--- DATA LISTING ---
============

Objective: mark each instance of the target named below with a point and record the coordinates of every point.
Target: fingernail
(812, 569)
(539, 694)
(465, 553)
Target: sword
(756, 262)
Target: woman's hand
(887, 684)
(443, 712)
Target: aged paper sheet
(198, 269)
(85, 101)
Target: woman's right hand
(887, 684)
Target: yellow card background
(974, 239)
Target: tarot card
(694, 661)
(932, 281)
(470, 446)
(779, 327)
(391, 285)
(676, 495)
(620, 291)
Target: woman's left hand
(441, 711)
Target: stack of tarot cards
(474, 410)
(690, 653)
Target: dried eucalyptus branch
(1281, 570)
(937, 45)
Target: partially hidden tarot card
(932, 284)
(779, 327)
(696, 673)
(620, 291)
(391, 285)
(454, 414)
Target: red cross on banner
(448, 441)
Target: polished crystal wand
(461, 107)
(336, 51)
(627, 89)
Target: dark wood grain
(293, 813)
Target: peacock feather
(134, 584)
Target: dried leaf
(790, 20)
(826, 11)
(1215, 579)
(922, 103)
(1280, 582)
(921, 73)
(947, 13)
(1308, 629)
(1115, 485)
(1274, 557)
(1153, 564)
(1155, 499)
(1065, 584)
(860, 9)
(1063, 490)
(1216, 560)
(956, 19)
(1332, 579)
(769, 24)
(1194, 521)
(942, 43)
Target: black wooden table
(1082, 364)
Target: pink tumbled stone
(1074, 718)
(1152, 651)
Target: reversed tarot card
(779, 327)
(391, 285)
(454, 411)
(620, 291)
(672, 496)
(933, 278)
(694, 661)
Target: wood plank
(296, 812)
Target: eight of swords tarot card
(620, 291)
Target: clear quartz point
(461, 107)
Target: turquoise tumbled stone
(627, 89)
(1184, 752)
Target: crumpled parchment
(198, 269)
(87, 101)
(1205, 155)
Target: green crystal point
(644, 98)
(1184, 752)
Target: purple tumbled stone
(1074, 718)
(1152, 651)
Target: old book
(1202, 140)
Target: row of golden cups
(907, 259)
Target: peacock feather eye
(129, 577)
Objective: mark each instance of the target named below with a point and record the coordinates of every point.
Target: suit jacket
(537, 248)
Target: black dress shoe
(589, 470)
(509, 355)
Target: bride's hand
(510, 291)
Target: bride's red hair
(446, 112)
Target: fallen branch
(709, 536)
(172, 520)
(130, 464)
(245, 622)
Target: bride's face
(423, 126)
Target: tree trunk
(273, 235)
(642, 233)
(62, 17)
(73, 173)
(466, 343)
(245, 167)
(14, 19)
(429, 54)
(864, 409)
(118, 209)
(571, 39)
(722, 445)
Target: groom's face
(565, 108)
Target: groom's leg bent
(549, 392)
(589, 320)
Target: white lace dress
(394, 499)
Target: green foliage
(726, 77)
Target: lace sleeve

============

--- TO BE DONE ---
Express each line of the data above as a JSON list of strings, one string per line, with blank lines omitted.

--- RESULT ---
[
  "Objective: mark each instance of the target named below with a point and record the coordinates of every point.",
  "Target: fingernail",
  "(812, 569)",
  "(539, 694)",
  "(465, 553)",
  "Target: sword",
  "(756, 262)",
  "Target: woman's hand",
  "(887, 684)",
  "(443, 712)",
  "Target: aged paper sheet",
  "(198, 269)",
  "(85, 101)",
  "Target: woman's right hand",
  "(887, 684)",
  "Target: yellow card background",
  "(974, 239)",
  "Target: tarot card",
  "(694, 661)",
  "(932, 281)",
  "(470, 446)",
  "(779, 327)",
  "(391, 285)",
  "(676, 495)",
  "(620, 291)",
  "Target: woman's left hand",
  "(441, 711)",
  "Target: stack of tarot cards",
  "(474, 410)",
  "(690, 653)",
  "Target: dried eucalyptus branch",
  "(1281, 570)",
  "(937, 45)",
  "Target: partially hidden tarot card",
  "(932, 284)",
  "(779, 327)",
  "(696, 673)",
  "(620, 291)",
  "(391, 285)",
  "(454, 414)",
  "Target: red cross on banner",
  "(448, 441)",
  "Target: polished crystal wand",
  "(461, 107)",
  "(336, 51)",
  "(627, 89)",
  "Target: dark wood grain",
  "(293, 813)",
  "Target: peacock feather",
  "(134, 584)",
  "Target: dried leaf",
  "(790, 20)",
  "(826, 11)",
  "(1215, 579)",
  "(922, 103)",
  "(1280, 582)",
  "(921, 73)",
  "(947, 13)",
  "(1308, 629)",
  "(1115, 485)",
  "(1274, 557)",
  "(1153, 564)",
  "(1155, 499)",
  "(1065, 584)",
  "(860, 9)",
  "(1063, 490)",
  "(1216, 560)",
  "(956, 19)",
  "(1332, 579)",
  "(769, 24)",
  "(1194, 521)",
  "(942, 43)",
  "Target: black wooden table",
  "(1082, 364)",
  "Target: pink tumbled stone",
  "(1074, 718)",
  "(1152, 651)",
  "Target: reversed tarot card",
  "(779, 327)",
  "(391, 285)",
  "(454, 411)",
  "(620, 291)",
  "(672, 496)",
  "(933, 278)",
  "(694, 661)",
  "Target: wood plank",
  "(296, 812)",
  "Target: eight of swords tarot card",
  "(620, 291)",
  "Target: clear quartz point",
  "(461, 107)",
  "Target: turquoise tumbled stone",
  "(627, 89)",
  "(1184, 752)",
  "Target: crumpled parchment",
  "(198, 269)",
  "(87, 101)",
  "(1205, 155)",
  "Target: green crystal point",
  "(644, 98)",
  "(1184, 752)",
  "Target: purple tumbled stone",
  "(1074, 718)",
  "(1152, 651)",
  "Target: old book",
  "(1202, 140)",
  "Target: row of golden cups",
  "(907, 259)",
  "Target: peacock feather eye",
  "(129, 577)",
  "Objective: mark each instance of the target named below with a point and record the coordinates of every point.",
  "Target: suit jacket",
  "(537, 248)",
  "Target: black dress shoe",
  "(589, 470)",
  "(509, 355)",
  "Target: bride's hand",
  "(510, 291)",
  "Target: bride's red hair",
  "(446, 112)",
  "Target: fallen branch",
  "(709, 536)",
  "(172, 520)",
  "(130, 464)",
  "(245, 622)",
  "Target: bride's face",
  "(423, 126)",
  "Target: tree trunk",
  "(273, 235)",
  "(642, 233)",
  "(62, 17)",
  "(73, 173)",
  "(466, 343)",
  "(245, 167)",
  "(14, 19)",
  "(429, 54)",
  "(864, 409)",
  "(118, 209)",
  "(571, 39)",
  "(722, 445)",
  "Target: groom's face",
  "(565, 108)",
  "Target: groom's leg bent",
  "(549, 392)",
  "(589, 320)",
  "Target: white lace dress",
  "(394, 499)",
  "Target: green foliage",
  "(726, 77)",
  "Target: lace sleeve"
]